Excerpts of pointing data:
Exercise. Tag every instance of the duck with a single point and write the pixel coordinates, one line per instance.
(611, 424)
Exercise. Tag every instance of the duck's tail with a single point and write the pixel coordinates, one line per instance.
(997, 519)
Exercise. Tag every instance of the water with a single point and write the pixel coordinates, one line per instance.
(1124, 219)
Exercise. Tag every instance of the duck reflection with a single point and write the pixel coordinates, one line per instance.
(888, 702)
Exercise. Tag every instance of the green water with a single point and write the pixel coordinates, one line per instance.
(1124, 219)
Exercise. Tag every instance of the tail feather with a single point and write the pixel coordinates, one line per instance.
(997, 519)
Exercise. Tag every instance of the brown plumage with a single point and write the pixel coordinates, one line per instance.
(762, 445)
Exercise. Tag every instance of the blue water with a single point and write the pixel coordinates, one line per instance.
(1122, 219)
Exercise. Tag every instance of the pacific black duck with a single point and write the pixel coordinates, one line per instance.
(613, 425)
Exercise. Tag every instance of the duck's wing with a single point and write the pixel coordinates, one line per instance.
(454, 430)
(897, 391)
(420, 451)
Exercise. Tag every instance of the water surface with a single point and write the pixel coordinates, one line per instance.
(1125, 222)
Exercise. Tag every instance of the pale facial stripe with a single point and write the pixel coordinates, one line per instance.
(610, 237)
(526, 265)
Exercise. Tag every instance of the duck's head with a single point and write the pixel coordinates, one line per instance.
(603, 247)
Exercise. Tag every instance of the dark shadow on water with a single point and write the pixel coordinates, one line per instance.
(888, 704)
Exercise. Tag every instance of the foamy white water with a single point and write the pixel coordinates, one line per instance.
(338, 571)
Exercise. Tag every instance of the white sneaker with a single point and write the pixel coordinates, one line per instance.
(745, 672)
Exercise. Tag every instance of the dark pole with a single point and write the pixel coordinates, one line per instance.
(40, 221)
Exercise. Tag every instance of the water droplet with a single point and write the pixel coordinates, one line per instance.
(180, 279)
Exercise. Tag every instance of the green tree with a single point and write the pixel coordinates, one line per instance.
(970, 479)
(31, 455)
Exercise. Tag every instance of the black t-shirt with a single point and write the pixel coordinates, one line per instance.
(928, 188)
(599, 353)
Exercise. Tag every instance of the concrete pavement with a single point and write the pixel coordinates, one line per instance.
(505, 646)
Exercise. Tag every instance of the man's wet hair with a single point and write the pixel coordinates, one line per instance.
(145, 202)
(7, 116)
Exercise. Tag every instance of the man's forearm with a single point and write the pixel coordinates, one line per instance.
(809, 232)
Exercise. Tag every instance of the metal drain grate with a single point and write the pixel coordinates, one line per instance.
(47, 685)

_Aim_. Rewrite only the lines starting with the one that contains "Exercise. Tag every instance of the water droplet" and going on through the end of the lines, substituting "image coordinates" for "pixel coordinates" and keeping everything else unchanged.

_Solution to this exercise_.
Exercise. Tag every instance of the water droplet with a single point and write the image coordinates, one line per instance.
(180, 279)
Exercise. Tag every instance of the green tree with a single point and write the image coordinates, one line per instance.
(970, 479)
(31, 455)
Exercise. Tag every instance of the black t-shirt with a single point and write the image coordinates, one line per instance.
(928, 188)
(599, 353)
Exercise. Tag every instance of the concrete pavement with a single point and write the image coordinates, one line per instance.
(505, 646)
Exercise. Tag every instance of the man's wet hair with a single point and write the image coordinates, one line per instance.
(145, 202)
(7, 116)
Exercise. Tag every instance of the man's forearm with a single point and write the image coordinates, one line per instance.
(809, 232)
Exercise. Tag every instance of the metal drain grate with a single point and write the image coordinates, one line per instance.
(47, 685)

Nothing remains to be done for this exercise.